> _SOURCE MATERIAL_:
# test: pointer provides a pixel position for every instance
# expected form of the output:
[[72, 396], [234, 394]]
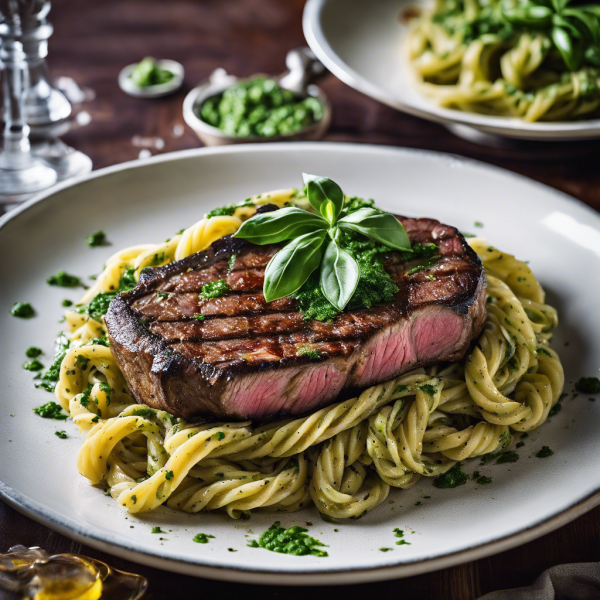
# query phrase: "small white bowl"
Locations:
[[153, 91], [218, 82]]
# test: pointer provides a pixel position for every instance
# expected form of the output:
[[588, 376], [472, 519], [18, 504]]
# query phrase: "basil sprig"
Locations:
[[575, 31], [313, 242]]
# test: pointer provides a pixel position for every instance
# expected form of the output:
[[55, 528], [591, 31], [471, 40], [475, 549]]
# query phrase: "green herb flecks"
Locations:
[[50, 410], [98, 306], [50, 377], [98, 238], [202, 538], [214, 289], [23, 310], [588, 385], [260, 107], [452, 478], [63, 279], [33, 365], [400, 534], [148, 73], [544, 452], [507, 457], [293, 540], [315, 243], [310, 352]]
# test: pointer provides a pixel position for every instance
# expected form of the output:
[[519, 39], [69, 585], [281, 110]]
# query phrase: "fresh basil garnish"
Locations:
[[314, 242], [574, 31]]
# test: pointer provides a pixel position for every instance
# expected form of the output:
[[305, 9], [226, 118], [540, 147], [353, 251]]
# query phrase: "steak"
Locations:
[[244, 358]]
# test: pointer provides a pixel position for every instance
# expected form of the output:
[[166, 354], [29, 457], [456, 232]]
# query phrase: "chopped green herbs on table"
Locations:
[[23, 310], [148, 73], [331, 258], [260, 107], [293, 540]]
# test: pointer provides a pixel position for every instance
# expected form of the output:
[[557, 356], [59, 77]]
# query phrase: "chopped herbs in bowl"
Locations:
[[226, 110], [151, 78], [260, 107]]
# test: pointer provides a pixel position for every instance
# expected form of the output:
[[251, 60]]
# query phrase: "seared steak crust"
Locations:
[[245, 358]]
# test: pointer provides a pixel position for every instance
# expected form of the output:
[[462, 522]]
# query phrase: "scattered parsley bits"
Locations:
[[50, 410], [588, 385], [23, 310], [98, 238], [311, 353], [63, 279], [452, 478], [293, 540], [507, 457], [33, 365], [214, 289], [544, 452], [202, 538], [400, 534]]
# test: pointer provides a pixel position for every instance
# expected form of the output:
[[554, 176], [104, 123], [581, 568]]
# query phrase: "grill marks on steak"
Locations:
[[247, 359]]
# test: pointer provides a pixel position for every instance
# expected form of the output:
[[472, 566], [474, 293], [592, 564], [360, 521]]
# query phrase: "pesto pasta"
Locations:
[[529, 59], [343, 458]]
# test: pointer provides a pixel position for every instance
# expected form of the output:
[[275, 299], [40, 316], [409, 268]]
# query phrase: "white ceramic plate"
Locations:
[[146, 201], [360, 42]]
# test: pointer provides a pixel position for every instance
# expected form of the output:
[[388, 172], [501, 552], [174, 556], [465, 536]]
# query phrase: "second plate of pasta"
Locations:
[[463, 64]]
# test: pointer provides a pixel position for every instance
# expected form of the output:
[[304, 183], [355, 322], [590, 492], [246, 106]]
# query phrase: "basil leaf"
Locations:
[[325, 196], [279, 225], [379, 226], [291, 266], [565, 46], [339, 275]]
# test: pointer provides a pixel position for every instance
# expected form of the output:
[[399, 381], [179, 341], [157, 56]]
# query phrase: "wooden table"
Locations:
[[94, 40]]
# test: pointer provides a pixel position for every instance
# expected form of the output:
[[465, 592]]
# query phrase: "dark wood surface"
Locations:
[[94, 39]]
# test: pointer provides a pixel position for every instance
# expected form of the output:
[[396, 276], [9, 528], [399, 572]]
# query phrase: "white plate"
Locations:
[[360, 42], [146, 201]]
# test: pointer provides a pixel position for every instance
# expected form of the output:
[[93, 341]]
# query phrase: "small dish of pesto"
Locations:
[[227, 110], [151, 78]]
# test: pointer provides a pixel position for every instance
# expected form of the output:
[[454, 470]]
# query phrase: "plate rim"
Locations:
[[513, 128], [334, 576]]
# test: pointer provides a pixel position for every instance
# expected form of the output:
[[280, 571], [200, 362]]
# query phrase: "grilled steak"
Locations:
[[245, 358]]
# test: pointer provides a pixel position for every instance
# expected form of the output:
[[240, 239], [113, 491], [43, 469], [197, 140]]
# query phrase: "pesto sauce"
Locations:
[[98, 238], [50, 377], [293, 540], [260, 107], [214, 289], [452, 478], [202, 538], [23, 310], [50, 410]]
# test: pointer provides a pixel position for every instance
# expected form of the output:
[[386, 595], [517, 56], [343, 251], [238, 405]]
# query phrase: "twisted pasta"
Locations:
[[466, 57], [343, 458]]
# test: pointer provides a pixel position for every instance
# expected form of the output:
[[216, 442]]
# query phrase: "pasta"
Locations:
[[343, 458], [466, 55]]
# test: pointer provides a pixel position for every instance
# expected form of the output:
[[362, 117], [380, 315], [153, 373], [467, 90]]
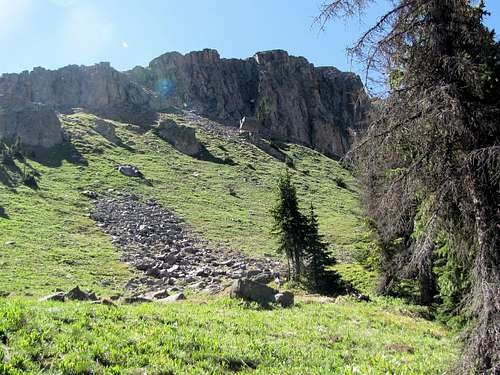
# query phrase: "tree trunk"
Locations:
[[483, 344]]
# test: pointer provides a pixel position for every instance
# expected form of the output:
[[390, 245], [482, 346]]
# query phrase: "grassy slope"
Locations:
[[218, 337], [57, 245]]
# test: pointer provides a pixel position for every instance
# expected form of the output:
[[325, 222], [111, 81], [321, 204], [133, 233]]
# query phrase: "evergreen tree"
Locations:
[[431, 155], [318, 276], [289, 226]]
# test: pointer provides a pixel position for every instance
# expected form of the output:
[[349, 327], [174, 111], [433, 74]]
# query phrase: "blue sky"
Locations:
[[54, 33]]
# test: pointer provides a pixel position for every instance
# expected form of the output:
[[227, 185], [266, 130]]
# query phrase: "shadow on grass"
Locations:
[[53, 157], [3, 214], [206, 155]]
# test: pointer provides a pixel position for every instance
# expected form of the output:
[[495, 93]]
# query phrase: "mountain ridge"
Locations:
[[289, 98]]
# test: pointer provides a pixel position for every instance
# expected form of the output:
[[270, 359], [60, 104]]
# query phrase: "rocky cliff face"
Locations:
[[99, 89], [287, 97], [36, 124], [291, 99]]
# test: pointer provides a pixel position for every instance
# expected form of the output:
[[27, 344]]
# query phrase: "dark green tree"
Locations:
[[318, 275], [289, 226], [431, 155]]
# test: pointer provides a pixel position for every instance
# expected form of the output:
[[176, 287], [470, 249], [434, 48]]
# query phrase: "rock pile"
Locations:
[[181, 137], [155, 241]]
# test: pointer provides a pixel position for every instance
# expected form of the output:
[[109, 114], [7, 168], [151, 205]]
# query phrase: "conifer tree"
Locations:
[[289, 226], [319, 277]]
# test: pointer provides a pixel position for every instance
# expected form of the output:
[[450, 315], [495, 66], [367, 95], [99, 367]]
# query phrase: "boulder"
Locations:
[[58, 296], [174, 298], [285, 299], [251, 125], [106, 129], [78, 295], [130, 171], [181, 137], [252, 291]]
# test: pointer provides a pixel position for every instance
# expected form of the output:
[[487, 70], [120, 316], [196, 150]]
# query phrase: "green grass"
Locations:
[[47, 240], [221, 336], [56, 244]]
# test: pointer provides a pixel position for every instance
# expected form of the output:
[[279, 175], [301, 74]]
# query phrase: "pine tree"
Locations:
[[289, 226], [434, 143], [319, 277]]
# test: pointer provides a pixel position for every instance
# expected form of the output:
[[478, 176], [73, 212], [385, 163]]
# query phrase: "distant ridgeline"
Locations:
[[281, 97]]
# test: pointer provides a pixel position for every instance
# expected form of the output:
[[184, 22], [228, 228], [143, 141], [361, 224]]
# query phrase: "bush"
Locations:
[[340, 182], [29, 179]]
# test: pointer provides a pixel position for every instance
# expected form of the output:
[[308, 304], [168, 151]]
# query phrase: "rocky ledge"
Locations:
[[155, 241]]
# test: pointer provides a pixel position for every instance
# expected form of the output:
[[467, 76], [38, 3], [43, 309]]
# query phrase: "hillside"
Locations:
[[48, 240]]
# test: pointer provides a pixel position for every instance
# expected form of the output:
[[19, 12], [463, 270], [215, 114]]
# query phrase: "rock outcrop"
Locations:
[[286, 97], [154, 241], [99, 89], [281, 97], [181, 137]]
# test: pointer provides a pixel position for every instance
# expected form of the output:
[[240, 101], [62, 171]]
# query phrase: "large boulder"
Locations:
[[130, 171], [36, 124], [252, 291], [285, 299], [181, 137]]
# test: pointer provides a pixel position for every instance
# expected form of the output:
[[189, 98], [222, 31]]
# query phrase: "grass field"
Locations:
[[48, 241], [219, 336]]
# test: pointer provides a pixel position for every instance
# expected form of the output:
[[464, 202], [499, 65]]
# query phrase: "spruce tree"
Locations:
[[319, 277], [289, 226], [432, 153]]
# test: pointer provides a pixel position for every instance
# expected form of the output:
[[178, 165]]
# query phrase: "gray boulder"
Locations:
[[130, 171], [252, 291], [174, 298], [58, 296], [78, 295], [251, 124], [285, 299], [106, 129], [262, 278], [181, 137]]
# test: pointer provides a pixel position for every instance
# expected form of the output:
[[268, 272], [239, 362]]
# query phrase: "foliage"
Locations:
[[438, 128], [290, 226], [319, 273], [70, 249]]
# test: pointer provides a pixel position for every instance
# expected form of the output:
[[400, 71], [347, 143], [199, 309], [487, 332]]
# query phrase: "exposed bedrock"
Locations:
[[99, 89], [289, 98]]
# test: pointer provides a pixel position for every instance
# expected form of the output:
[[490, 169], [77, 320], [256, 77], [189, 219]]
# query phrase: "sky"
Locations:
[[55, 33]]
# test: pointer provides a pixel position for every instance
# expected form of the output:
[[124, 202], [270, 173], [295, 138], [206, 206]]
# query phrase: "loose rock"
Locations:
[[252, 291]]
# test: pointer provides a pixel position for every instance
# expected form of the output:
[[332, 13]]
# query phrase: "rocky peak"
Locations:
[[289, 98]]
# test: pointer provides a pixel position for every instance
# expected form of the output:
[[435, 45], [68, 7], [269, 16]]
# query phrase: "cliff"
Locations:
[[292, 100], [287, 98]]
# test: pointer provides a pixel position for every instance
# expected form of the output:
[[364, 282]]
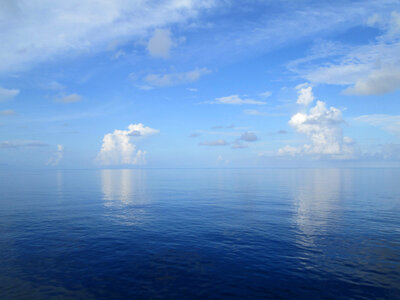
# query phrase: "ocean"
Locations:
[[200, 234]]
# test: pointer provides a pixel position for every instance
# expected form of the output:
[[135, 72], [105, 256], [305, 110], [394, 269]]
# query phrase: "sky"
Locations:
[[182, 83]]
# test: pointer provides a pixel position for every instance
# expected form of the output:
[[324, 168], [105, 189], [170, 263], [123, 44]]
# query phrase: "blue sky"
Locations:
[[104, 84]]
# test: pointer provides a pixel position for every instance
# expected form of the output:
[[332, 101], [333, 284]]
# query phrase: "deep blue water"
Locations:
[[204, 234]]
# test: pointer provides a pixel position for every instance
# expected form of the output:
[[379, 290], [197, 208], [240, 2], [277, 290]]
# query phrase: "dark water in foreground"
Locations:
[[144, 234]]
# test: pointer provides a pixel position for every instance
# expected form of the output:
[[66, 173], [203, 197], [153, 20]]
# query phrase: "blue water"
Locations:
[[203, 234]]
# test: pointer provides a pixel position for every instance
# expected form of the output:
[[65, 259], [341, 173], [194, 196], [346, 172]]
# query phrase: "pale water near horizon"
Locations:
[[200, 234]]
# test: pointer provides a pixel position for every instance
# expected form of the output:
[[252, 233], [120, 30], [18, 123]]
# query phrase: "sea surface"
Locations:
[[200, 234]]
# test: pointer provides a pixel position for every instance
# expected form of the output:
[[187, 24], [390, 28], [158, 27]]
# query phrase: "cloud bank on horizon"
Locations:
[[72, 72]]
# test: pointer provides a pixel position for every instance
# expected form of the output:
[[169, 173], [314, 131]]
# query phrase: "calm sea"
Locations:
[[200, 234]]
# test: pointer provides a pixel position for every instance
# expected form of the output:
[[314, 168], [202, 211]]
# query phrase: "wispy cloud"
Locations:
[[71, 98], [219, 142], [7, 94], [370, 69], [170, 79], [77, 26], [57, 156], [235, 100], [160, 43]]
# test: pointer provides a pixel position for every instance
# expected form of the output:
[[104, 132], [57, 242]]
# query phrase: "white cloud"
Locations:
[[236, 100], [118, 149], [79, 26], [305, 95], [238, 145], [160, 43], [70, 98], [169, 79], [390, 123], [248, 137], [371, 69], [214, 143], [377, 82], [322, 126], [7, 94], [57, 156], [7, 112]]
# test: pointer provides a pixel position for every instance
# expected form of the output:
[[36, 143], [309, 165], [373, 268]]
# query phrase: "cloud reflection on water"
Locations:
[[124, 187]]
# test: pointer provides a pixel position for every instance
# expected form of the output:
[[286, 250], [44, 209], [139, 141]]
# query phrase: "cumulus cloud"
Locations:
[[118, 149], [7, 112], [169, 79], [236, 100], [248, 137], [57, 156], [305, 95], [7, 94], [219, 142], [322, 126], [76, 26], [71, 98], [21, 144], [160, 43]]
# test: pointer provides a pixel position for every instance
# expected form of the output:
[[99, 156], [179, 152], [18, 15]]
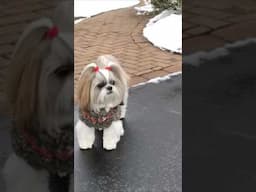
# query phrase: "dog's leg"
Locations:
[[123, 106], [85, 135], [112, 134], [20, 176]]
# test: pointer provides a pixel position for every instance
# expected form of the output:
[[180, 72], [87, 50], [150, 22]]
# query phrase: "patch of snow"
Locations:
[[165, 31], [159, 79], [89, 8], [196, 58], [148, 8]]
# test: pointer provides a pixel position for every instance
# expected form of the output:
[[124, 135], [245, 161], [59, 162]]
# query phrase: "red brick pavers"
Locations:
[[210, 24], [119, 33]]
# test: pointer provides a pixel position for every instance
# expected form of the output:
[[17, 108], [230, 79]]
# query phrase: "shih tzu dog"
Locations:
[[40, 91], [102, 93]]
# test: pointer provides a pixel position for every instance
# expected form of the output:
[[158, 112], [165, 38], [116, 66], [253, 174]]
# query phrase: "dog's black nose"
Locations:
[[109, 88]]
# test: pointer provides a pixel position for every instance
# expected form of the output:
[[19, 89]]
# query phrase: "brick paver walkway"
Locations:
[[210, 24], [119, 33]]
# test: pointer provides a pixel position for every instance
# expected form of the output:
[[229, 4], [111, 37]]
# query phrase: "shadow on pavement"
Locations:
[[219, 135]]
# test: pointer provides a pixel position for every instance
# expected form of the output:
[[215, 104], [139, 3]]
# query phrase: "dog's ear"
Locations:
[[24, 70], [84, 86]]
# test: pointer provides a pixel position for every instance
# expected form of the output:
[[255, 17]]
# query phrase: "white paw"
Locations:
[[121, 131], [112, 134], [110, 144], [86, 143], [85, 135]]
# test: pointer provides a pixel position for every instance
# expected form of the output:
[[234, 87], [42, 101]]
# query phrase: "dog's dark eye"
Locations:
[[102, 84], [63, 71], [112, 82]]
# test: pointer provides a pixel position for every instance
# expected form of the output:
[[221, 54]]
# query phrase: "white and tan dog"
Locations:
[[40, 87], [102, 94]]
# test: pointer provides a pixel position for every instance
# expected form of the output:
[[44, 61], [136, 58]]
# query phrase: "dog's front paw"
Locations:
[[86, 143], [85, 136], [109, 144]]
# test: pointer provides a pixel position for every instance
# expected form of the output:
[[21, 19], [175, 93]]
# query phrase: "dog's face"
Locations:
[[102, 84], [55, 88], [41, 80], [106, 91]]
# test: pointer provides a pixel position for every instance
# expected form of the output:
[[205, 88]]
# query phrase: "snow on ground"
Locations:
[[88, 8], [141, 10], [165, 31], [157, 80]]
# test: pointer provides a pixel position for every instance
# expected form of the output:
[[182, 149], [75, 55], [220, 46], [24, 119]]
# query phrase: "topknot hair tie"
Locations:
[[96, 69], [108, 68]]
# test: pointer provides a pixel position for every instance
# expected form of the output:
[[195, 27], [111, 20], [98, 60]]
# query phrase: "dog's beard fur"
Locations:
[[55, 91], [101, 97], [90, 96]]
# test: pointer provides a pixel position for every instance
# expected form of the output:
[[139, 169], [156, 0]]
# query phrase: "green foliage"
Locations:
[[161, 5]]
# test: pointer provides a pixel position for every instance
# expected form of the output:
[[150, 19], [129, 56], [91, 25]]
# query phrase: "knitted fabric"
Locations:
[[42, 151], [102, 119]]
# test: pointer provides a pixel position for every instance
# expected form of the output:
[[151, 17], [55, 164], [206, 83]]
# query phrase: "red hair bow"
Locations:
[[52, 32], [108, 68], [96, 69]]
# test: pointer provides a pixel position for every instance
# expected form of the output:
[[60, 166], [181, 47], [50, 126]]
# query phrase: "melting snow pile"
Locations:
[[165, 31]]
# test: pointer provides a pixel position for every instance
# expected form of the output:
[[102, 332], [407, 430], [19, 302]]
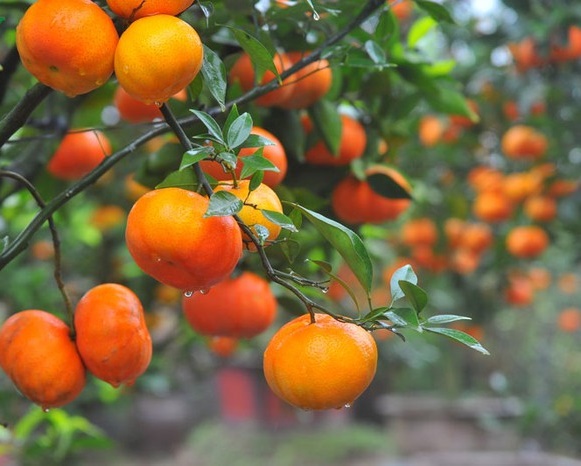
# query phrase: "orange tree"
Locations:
[[336, 83]]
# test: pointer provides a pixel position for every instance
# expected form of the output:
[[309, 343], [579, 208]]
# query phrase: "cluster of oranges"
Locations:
[[47, 361], [527, 55]]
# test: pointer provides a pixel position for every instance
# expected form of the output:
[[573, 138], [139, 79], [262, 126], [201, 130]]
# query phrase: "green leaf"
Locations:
[[256, 162], [327, 122], [417, 297], [386, 186], [444, 319], [195, 155], [185, 179], [375, 52], [255, 140], [211, 124], [404, 317], [239, 130], [406, 274], [223, 203], [280, 219], [419, 29], [232, 116], [460, 337], [346, 242], [256, 180], [436, 11], [259, 55], [214, 73]]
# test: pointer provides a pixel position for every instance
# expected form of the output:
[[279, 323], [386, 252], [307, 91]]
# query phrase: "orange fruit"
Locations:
[[67, 45], [527, 241], [170, 239], [402, 9], [567, 283], [569, 319], [112, 337], [274, 153], [484, 178], [540, 278], [476, 237], [492, 206], [351, 146], [419, 231], [78, 154], [135, 9], [520, 291], [41, 359], [157, 56], [223, 346], [518, 186], [262, 198], [308, 85], [541, 208], [243, 73], [524, 142], [238, 307], [355, 202], [431, 130], [136, 111], [321, 365]]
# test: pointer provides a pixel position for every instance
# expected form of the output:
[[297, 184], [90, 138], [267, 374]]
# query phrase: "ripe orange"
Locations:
[[112, 337], [321, 365], [135, 9], [158, 56], [136, 111], [67, 45], [419, 231], [355, 202], [520, 185], [308, 85], [402, 10], [239, 307], [520, 291], [262, 198], [524, 142], [242, 72], [171, 240], [527, 241], [41, 359], [569, 319], [351, 146], [78, 154], [492, 206], [541, 208], [275, 153], [223, 346], [476, 237], [431, 130]]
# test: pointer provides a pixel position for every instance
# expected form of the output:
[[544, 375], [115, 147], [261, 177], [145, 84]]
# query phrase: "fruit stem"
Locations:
[[55, 241]]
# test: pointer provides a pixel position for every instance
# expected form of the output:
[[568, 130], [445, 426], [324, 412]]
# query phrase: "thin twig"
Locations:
[[55, 241]]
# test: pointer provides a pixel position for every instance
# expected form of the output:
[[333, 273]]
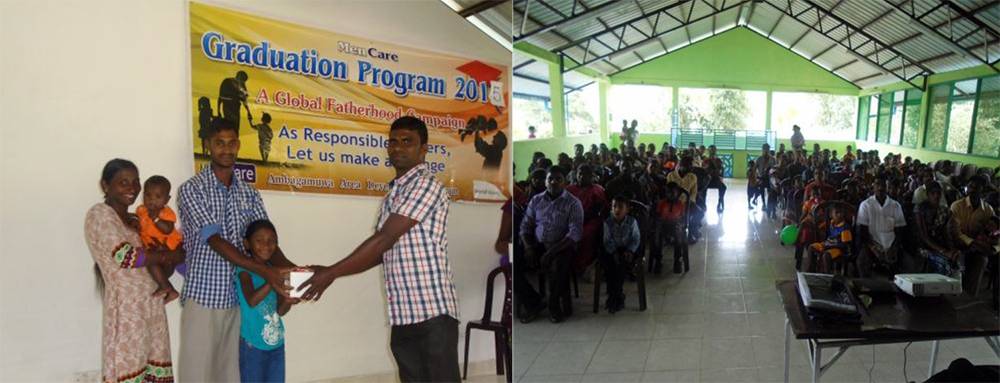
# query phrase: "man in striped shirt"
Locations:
[[411, 243], [215, 208], [552, 226]]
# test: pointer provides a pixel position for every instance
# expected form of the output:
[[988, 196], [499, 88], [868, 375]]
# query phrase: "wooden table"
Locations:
[[901, 319]]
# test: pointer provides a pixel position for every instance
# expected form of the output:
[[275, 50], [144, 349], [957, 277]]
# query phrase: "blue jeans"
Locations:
[[258, 365]]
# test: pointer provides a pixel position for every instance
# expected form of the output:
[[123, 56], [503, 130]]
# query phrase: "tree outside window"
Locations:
[[531, 112]]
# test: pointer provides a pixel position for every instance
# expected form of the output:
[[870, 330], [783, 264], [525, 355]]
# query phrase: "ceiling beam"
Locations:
[[819, 22], [845, 65], [803, 56], [656, 35], [524, 64], [567, 18], [620, 25], [480, 7], [853, 48], [918, 22]]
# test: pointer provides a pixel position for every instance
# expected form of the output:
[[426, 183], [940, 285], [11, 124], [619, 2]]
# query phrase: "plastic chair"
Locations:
[[501, 330]]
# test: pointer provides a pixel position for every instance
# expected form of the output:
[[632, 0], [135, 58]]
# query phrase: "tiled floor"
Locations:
[[720, 322]]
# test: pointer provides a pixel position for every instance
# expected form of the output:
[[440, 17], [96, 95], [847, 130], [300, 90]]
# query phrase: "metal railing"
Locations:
[[724, 139]]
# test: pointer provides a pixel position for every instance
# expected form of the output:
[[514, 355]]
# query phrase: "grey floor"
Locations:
[[720, 322]]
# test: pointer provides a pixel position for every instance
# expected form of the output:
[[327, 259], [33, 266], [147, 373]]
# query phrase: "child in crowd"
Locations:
[[262, 332], [671, 212], [838, 241], [157, 227], [791, 210], [621, 241], [990, 235], [752, 185], [264, 134], [808, 230]]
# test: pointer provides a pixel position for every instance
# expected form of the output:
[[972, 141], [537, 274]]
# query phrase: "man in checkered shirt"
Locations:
[[215, 208], [412, 244]]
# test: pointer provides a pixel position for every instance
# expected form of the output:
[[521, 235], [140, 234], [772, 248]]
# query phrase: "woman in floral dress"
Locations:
[[136, 343]]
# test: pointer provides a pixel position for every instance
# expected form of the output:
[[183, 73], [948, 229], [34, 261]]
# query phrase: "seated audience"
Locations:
[[552, 226], [621, 243]]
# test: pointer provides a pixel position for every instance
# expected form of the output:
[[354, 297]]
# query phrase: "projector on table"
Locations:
[[928, 285]]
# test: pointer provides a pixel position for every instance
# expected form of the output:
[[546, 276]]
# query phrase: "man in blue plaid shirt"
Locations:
[[411, 242], [215, 208]]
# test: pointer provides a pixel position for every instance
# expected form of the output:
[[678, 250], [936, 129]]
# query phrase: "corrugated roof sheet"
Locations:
[[891, 27]]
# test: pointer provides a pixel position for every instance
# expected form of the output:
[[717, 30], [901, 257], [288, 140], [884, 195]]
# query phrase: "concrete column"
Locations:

> _WHAT YOU WILL DO_: Search the data for the string "boulder" and copy out every line where it is found.

> _RESPONSE BELOW_:
# query phrase: "boulder"
# query phrase: "large boulder"
# query phrase: "gray boulder"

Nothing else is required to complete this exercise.